== RECORDS PROVIDED ==

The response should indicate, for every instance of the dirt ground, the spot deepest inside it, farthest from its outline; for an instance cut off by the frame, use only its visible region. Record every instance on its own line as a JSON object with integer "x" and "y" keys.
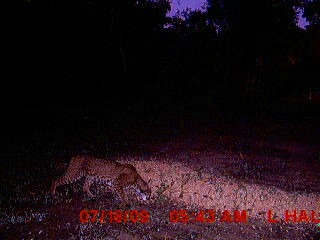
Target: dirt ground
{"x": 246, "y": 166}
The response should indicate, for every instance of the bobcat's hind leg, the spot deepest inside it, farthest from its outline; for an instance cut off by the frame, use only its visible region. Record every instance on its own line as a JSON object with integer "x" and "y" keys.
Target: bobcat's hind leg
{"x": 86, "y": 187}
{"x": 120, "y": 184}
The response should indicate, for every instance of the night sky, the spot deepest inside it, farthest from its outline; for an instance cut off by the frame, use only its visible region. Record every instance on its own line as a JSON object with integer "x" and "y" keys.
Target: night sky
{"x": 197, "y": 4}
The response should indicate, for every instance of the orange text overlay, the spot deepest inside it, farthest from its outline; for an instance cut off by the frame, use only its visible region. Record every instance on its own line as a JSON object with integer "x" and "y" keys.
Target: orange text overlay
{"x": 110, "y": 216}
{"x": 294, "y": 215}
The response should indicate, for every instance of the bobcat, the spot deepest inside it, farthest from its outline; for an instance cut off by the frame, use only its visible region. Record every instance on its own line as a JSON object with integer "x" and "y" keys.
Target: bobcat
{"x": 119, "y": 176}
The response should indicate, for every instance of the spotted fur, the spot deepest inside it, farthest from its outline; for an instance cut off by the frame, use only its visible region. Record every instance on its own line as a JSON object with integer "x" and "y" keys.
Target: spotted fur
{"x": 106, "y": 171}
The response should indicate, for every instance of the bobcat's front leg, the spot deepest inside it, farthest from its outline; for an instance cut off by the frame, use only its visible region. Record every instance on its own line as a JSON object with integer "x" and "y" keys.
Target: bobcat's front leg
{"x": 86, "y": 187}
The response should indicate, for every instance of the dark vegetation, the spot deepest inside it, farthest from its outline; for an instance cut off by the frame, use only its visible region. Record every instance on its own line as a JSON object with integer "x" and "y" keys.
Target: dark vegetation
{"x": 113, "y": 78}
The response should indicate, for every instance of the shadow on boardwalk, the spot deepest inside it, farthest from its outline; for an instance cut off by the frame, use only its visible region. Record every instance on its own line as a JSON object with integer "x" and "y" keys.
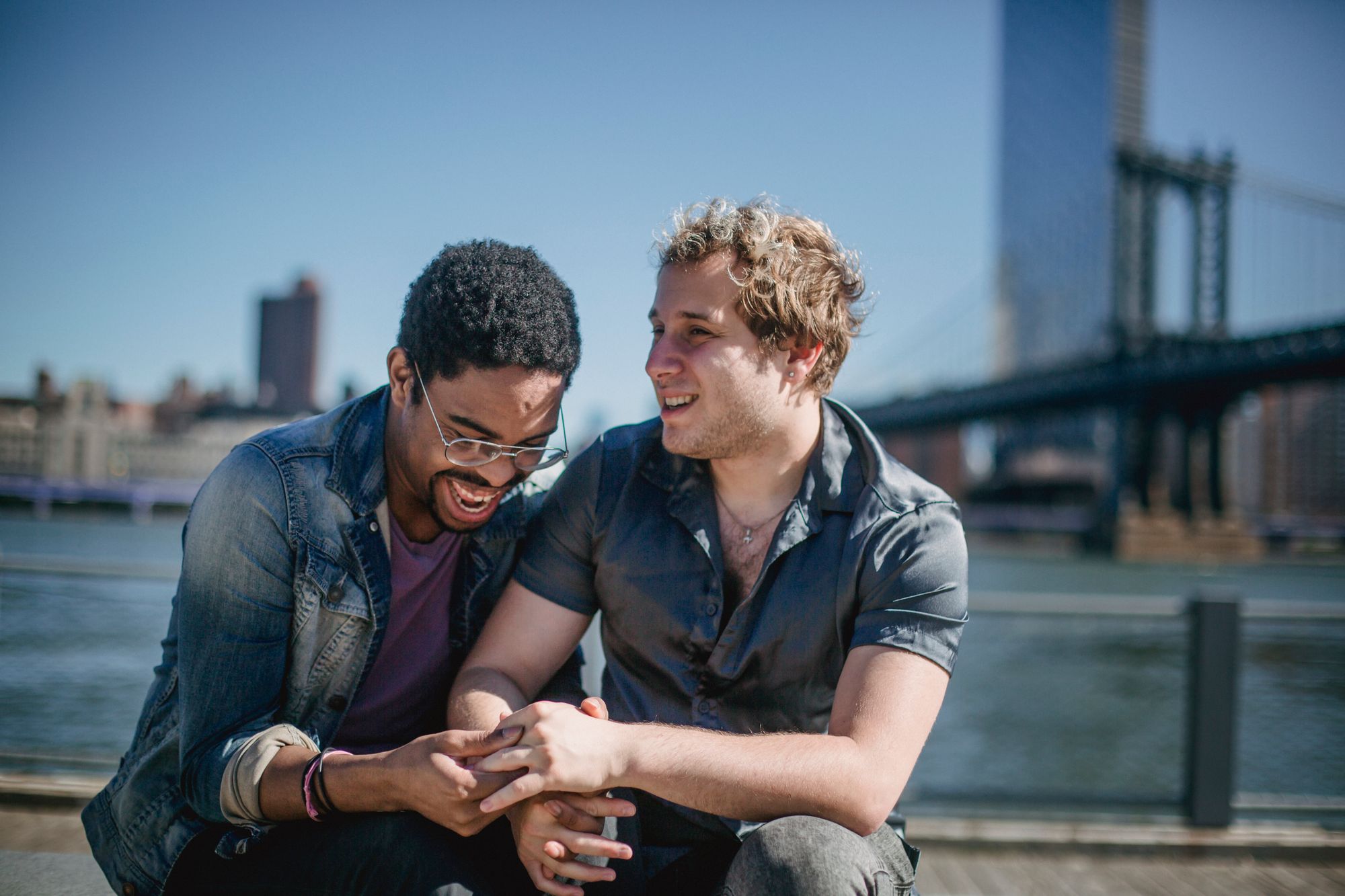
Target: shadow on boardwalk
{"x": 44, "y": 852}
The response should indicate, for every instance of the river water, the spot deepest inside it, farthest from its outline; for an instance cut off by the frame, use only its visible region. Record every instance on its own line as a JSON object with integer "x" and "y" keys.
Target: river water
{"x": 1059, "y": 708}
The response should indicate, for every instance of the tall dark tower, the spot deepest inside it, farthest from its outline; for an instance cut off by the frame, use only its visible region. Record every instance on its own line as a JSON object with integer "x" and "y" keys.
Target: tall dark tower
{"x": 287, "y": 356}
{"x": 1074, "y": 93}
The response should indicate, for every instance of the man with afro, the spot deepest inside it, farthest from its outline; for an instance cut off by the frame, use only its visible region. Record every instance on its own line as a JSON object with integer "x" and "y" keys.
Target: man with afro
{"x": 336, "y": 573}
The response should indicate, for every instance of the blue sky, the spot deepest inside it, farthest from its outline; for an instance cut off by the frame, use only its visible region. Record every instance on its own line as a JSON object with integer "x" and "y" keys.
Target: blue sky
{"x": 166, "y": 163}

== WORK REQUIRED ==
Rewrite all the records above with "farthest from its outline" changed to "most distant from its boundary" wherever it occurs, keeping everything else the same. Leave the pictures out.

== RESULT BELOW ==
The response should indicate, for every instance of the dirt ground, the spot deepest inside it, most distant from its boundary; for an instance cut off by the frame, use only its visible region. Record every instance on its own line as a JSON object with integer "x" and "y" keys.
Target: dirt ground
{"x": 246, "y": 166}
The response should indicate, for every instance of the bobcat's hind leg, the spot deepest inside it, most distant from its boundary; for an instance cut off by the frame, use only its visible region. Record every instance on its own line as a JSON object with integer "x" and "y" keys.
Target: bobcat's hind leg
{"x": 86, "y": 187}
{"x": 120, "y": 184}
The response should indicate, for every instance of the night sky, the spot deepest inside it, most distant from its boundary; for an instance cut off by the frame, use only its visible region. Record every instance on its own line as a JSON object with integer "x" and "y" keys.
Target: night sky
{"x": 197, "y": 4}
The response should indicate, for every instance of the orange text overlay, the spot deepest inside it, most distant from its boundary; for an instance cut off by the frame, use only its visible region. Record every instance on its own line as a JSON object with integer "x" and "y" keys.
Target: orange text overlay
{"x": 110, "y": 216}
{"x": 294, "y": 215}
The response should indicate, for every instance of the bobcat, the spot deepest inside it, most distant from its boundary; for an instance cut off by the frame, use only its visible region. Record every instance on its own line as a JSON object with integer "x" and "y" keys.
Target: bobcat
{"x": 119, "y": 176}
The response should indicate, for every instance of the spotted fur, the spot deepest inside it, most distant from its boundary; for an instance cut off by the frame, use only its visible region. Record every instance on its own line as a JSON object with integer "x" and "y" keys.
Target: spotted fur
{"x": 106, "y": 171}
The response should indicate, for every instance of the bobcat's front leg, the spot deepest inside it, most distant from its boundary; for an instance cut off by the frame, use only its visible region. Record every instance on its own line as a JSON object with integer "x" and "y" keys.
Target: bobcat's front leg
{"x": 86, "y": 187}
The response should indicate, for every instance of the dark vegetation, the spot deepest inside it, most distant from its boundary; for an instance cut off by the frame, use only its visible region. Record every instance on its own line as a JSON object with integer "x" and "y" keys.
Target: dark vegetation
{"x": 113, "y": 78}
The response should indicate, for every instance of the shadow on boardwalk, the spot deepest inside it, most distant from its boundary; for an instance cut off by the frame, use only its visible region. Record every instance on its own line as a JSON object with integer "x" and "y" keys.
Target: shadow on boardwalk
{"x": 44, "y": 852}
The response should indicate, for every instance of the river water, the spot deepest inside it, most distant from its boundary; for an instance cut off by the frame, use only its visible region. Record every instance on its own line as a JSON object with integer "x" and "y" keys.
Target: river water
{"x": 1059, "y": 708}
The response should indicate, for every instance of the tall dark tower, the spot deepest inside it, most distant from its boundary; for an instance cut off by the frame, use only its visible region. Record every instance on its own line as a JSON object with integer "x" and "y" keys.
Target: tall dark tower
{"x": 287, "y": 356}
{"x": 1074, "y": 93}
The response should indicate, for every instance of the man with afro, the spot deepest inside it, most distant from its boundary; for an instance cut off by the frame, use only its visible region. Record every instance on its own line as a JSON object with integer "x" and "y" keys.
Target: man with afro
{"x": 336, "y": 573}
The response should indicate, for every instance of the blue sky, the spot deepest inside it, most distant from its boundary; for an instance cut off by the frame, use only its visible region. Record every instance on its own line as a JSON object with integer "x" and "y" keys.
Target: blue sky
{"x": 166, "y": 163}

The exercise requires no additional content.